In brief, “Checkpointing” is a process that takes an FsImage,
edit log and compacts them into a new FsImage. Thus, instead of replaying an
edit log, the NameNode can load the final in-memory state directly from the
FsImage. This is a far more efficient operation and reduces NameNode startup
time. Checkpointing is performed by Secondary NameNode.
14. How
is HDFS fault tolerant?
When data is stored over HDFS, NameNode replicates the data to
several DataNode. The default replication factor is 3. You can change the
configuration factor as per your need. If a DataNode goes down, the NameNode
will automatically copy the data to another node from the replicas and make the
data available. This provides fault tolerance in HDFS.
15. Can
NameNode and DataNode be a commodity hardware?
The smart answer to this question would be, DataNodes are
commodity hardware like personal computers and laptops as it stores data and
are required in a large number. But from your experience you can tell that,
NameNode is the master node and it stores metadata about all the blocks stored
in HDFS. It requires high memory (RAM) space, so NameNode needs to be a
high-end machine with good memory space.
16. Why
do we use HDFS for applications having large data sets and not when there are a
lot of small files?
HDFS is more suitable for large amounts of data sets in a single
file as compared to small amount of data spread across multiple files. As you
know, the NameNode stores the metadata information regarding file system in the
RAM. Therefore, the amount of memory produces a limit to the number of files in
my HDFS file system. In other words, too much of files will lead to generation
of too much meta data. And, storing these meta data in the RAM will become a
challenge. As a thumb rule, metadata for a file, block or directory takes 150
bytes.
17. How
do you define “block” in HDFS? What is the default block size in Hadoop 1 and
in Hadoop 2? Can it be changed?

> [GIVEN ENTRIES]

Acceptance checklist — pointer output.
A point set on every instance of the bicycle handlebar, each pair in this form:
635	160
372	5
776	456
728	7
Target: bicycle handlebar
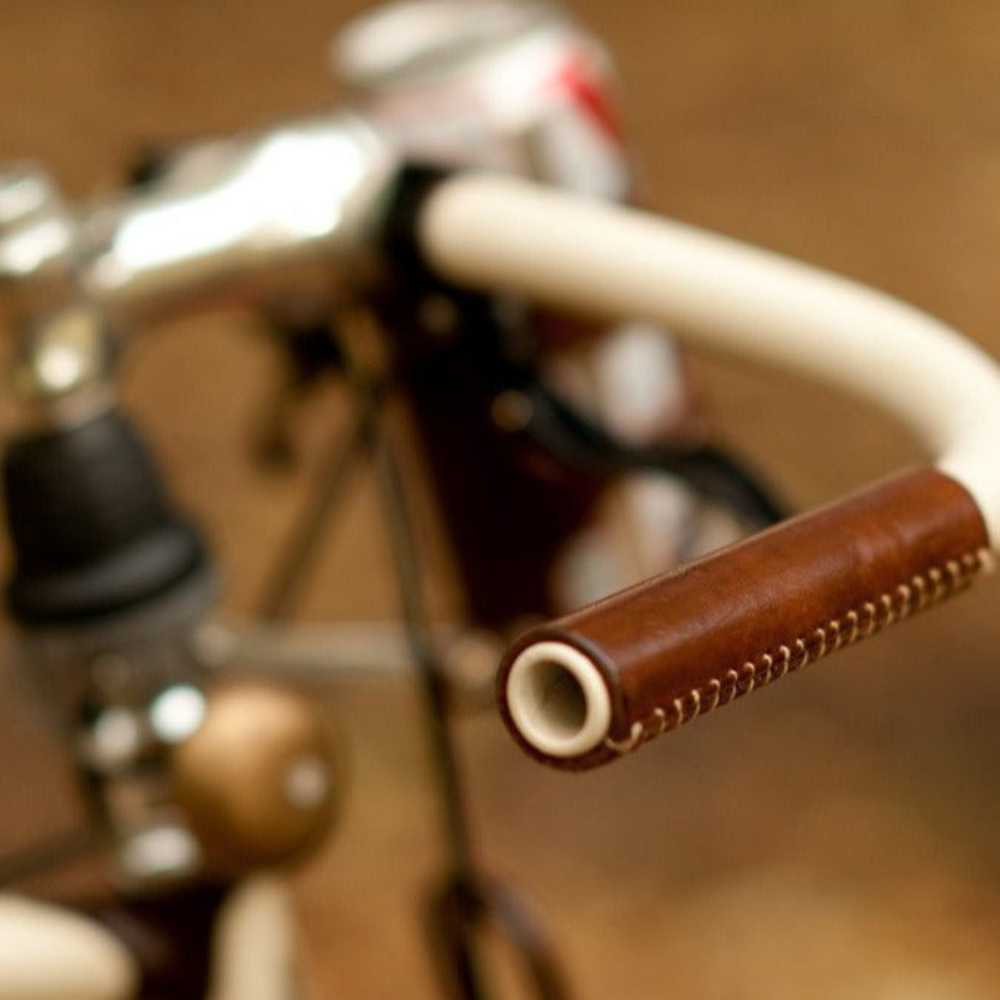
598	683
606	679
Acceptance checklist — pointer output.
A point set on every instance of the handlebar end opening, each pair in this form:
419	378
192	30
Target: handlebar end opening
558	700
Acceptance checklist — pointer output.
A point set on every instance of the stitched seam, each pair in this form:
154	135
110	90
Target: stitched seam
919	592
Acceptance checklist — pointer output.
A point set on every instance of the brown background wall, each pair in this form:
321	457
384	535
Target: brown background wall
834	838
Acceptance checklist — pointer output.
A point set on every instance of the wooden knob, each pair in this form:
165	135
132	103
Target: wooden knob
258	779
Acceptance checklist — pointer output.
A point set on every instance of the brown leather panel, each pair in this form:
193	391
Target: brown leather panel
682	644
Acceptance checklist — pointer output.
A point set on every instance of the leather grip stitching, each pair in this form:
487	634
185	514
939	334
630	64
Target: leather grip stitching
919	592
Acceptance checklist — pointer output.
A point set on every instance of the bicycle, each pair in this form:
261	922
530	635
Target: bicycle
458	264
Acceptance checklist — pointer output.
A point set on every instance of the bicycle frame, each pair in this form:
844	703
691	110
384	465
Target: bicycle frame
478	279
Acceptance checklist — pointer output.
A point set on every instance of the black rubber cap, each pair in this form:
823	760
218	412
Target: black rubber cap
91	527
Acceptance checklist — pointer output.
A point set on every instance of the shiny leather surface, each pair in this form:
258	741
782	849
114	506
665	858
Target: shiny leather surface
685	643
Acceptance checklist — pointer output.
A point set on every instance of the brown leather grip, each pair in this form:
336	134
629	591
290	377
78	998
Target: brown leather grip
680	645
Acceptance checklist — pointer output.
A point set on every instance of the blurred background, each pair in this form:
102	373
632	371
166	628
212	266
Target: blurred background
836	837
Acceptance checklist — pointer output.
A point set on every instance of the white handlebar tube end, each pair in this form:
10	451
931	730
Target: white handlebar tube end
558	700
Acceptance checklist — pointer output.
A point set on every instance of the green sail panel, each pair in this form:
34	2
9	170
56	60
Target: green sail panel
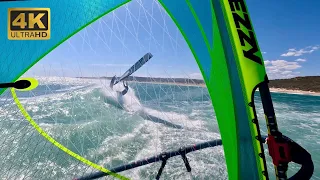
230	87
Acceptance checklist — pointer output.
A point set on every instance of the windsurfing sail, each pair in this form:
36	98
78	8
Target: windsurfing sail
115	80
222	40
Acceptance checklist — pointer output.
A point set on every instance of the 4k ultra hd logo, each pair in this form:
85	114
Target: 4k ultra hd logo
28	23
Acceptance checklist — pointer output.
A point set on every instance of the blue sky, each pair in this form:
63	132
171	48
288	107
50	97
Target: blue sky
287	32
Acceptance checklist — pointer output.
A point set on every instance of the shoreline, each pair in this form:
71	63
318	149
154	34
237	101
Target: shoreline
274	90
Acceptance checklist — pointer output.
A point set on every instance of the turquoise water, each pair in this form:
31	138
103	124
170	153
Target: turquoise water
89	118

> [PROBLEM STATEMENT] Rewrite the HDFS text between "When data is" and "good memory space.", inclusive, replacing "commodity hardware" with "low-cost hardware". The items have no connection to the text about HDFS.

> [WRITTEN REPLY]
When data is stored over HDFS, NameNode replicates the data to
several DataNode. The default replication factor is 3. You can change the
configuration factor as per your need. If a DataNode goes down, the NameNode
will automatically copy the data to another node from the replicas and make the
data available. This provides fault tolerance in HDFS.
15. Can
NameNode and DataNode be a low-cost hardware?
The smart answer to this question would be, DataNodes are
low-cost hardware like personal computers and laptops as it stores data and
are required in a large number. But from your experience you can tell that,
NameNode is the master node and it stores metadata about all the blocks stored
in HDFS. It requires high memory (RAM) space, so NameNode needs to be a
high-end machine with good memory space.